● Problems to work on
- A) In the lawn overseeding thread, what grade does the poster give the results of the overseed?
- B) Resume the lawn overseeding thread after its final sentence.

● Document segment
++++++++++++++++++++
# TTTF Overseed - Undesirable Grasses or Weeds?



## edixon88 (Jun 18, 2020)

Hi All,

It seems like things have slowed down here lately, but hopefully this thread still gets some eyes on it. I overseeded with Hogans Blend TTTF on 9/13 and overall I'd say my results are about a B/B-. Some spots look great, some look pretty good, most is okay, and some areas are very thin or bare. I'm mainly chalking this up to poor soil as the lawn was neglected for decades and I haven't gotten a soil test yet(I know, I know..) but I plan on getting a test and fixing those issues starting in the late winter/early spring. I can give more details of the work I've done if anyone is interested but this thread is mainly just to try to figure out what these two specific issues are.

The first issue is popping up in clumps in a few areas, the individual blades are rounded/curved and lighter colored. These were taken just before mowing today:





The second issue is in an area that I was fighting common bermuda prior to my overseed, but it doesn't look quite the same as what I was fighting prior to the overseed. Is this common bermuda that's appearance has just changed due to cooler temps and better irrigation/fertilization? The blades are thicker and growing faster than the new TTTF, but not staying straight up. Not the best pictures, but these were taken right after mowing today:


----------



## edixon88 (Jun 18, 2020)

Did this thread get moved? Could have sworn I posted it in Cool Season Lawns. No worries if it did, I had just originally posted there because that board seems to get more responses. Anyway, here's an earlier picture from the first week I noticed the first issue popping up:



This seems to have started as a tube-like weed and opened up over the past couple of weeks.
++++++++++++++++++++
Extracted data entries
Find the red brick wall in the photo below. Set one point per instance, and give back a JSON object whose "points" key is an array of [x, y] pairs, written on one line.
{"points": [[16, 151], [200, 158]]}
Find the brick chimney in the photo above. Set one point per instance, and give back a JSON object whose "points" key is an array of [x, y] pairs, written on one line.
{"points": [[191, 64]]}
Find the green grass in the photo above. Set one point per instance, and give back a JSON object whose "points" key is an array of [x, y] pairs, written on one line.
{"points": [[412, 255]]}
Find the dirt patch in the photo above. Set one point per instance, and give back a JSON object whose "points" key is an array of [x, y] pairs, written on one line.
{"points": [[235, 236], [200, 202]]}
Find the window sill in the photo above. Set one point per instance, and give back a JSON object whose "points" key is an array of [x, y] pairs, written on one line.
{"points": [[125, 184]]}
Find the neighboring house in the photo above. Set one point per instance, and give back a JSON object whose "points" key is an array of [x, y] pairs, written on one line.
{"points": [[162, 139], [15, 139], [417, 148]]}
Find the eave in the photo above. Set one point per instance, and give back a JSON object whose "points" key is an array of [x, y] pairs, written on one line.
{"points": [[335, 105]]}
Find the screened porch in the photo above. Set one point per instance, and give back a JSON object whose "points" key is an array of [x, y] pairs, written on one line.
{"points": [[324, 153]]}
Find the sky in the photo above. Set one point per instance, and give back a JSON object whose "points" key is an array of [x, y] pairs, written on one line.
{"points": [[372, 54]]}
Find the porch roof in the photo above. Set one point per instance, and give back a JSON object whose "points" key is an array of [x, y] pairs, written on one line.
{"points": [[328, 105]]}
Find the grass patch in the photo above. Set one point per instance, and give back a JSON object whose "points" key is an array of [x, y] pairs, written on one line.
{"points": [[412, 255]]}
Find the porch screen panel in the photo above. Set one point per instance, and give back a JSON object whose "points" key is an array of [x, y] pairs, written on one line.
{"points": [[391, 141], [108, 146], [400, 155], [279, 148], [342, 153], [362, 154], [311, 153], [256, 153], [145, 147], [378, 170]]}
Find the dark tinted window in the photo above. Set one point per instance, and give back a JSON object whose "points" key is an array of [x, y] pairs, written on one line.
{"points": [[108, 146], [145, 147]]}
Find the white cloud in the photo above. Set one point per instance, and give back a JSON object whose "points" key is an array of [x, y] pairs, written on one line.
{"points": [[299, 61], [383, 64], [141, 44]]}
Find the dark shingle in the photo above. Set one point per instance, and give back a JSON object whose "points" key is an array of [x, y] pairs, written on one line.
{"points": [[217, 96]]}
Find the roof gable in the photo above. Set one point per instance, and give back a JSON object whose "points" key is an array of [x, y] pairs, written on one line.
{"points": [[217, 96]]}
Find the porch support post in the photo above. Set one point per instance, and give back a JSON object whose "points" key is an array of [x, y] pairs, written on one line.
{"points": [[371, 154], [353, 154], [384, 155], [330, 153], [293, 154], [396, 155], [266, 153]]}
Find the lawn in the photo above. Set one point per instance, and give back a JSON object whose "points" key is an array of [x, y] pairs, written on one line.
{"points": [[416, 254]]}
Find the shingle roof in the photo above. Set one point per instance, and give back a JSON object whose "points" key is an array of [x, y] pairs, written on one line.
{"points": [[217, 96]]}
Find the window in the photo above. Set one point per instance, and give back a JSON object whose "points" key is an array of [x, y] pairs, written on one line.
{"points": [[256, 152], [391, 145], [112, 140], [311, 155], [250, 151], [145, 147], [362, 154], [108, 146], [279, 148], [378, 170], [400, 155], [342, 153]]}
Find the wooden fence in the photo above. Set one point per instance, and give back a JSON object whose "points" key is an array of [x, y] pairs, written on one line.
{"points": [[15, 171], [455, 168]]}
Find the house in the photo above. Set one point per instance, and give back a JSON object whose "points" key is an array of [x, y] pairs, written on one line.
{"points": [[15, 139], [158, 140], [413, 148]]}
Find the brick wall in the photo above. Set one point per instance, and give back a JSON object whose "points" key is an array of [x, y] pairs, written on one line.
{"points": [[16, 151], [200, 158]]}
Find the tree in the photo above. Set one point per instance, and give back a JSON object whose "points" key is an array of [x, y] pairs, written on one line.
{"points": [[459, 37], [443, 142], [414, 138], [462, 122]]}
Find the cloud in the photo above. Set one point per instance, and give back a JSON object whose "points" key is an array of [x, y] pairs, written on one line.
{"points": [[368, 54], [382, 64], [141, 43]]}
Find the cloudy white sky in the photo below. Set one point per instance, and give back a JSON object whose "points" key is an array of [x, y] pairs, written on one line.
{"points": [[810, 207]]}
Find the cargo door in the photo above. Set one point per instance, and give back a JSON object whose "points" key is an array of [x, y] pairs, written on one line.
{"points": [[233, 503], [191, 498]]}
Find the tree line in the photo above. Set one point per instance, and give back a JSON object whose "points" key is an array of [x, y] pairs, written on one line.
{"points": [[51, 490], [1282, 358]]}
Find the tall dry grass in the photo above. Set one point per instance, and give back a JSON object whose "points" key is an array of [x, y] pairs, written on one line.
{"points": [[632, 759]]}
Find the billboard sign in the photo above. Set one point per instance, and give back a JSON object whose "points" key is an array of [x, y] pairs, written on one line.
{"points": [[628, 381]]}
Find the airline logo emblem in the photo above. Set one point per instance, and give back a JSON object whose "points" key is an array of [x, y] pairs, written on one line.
++++++++++++++++++++
● Answers provided
- A) About a B/B-.

- B)
----------



## edixon88 (Jun 18, 2020)

This is what is growing in the area of the second issue from the original post. Is this the common bermuda coming back?


----------



## g-man (Jun 15, 2017)

@edixon88 I moved your post about weed Id to the weed Id folder.


----------



## cityofoaks (Sep 8, 2020)

The real fat bladed, ribbon looking stuff could be quackgrass, thats what it looks like to me anyway.

The thinner and light green stuff is probably nutsedge.

I don't see any Bermuda in there. If there is, it won't be growing any more until late next spring.


----------



## edixon88 (Jun 18, 2020)

@g-man no worries, I was just checking because I didn't see a note and wanted to make sure I wasn't going crazy. I know this is the proper forum for it, but this section doesn't seem to get nearly as much traffic so I posted it in cool season since it was also related to the TTTF overseed. 


cityofoaks said:


> The real fat bladed, ribbon looking stuff could be quackgrass, thats what it looks like to me anyway.
> 
> The thinner and light green stuff is probably nutsedge.
> 
> I don't see any Bermuda in there. If there is, it won't be growing any more until late next spring.


I'll have to take a look at the fatter stuff tomorrow, over the summer I identified it as common bermuda due to the lack of clasping auricles.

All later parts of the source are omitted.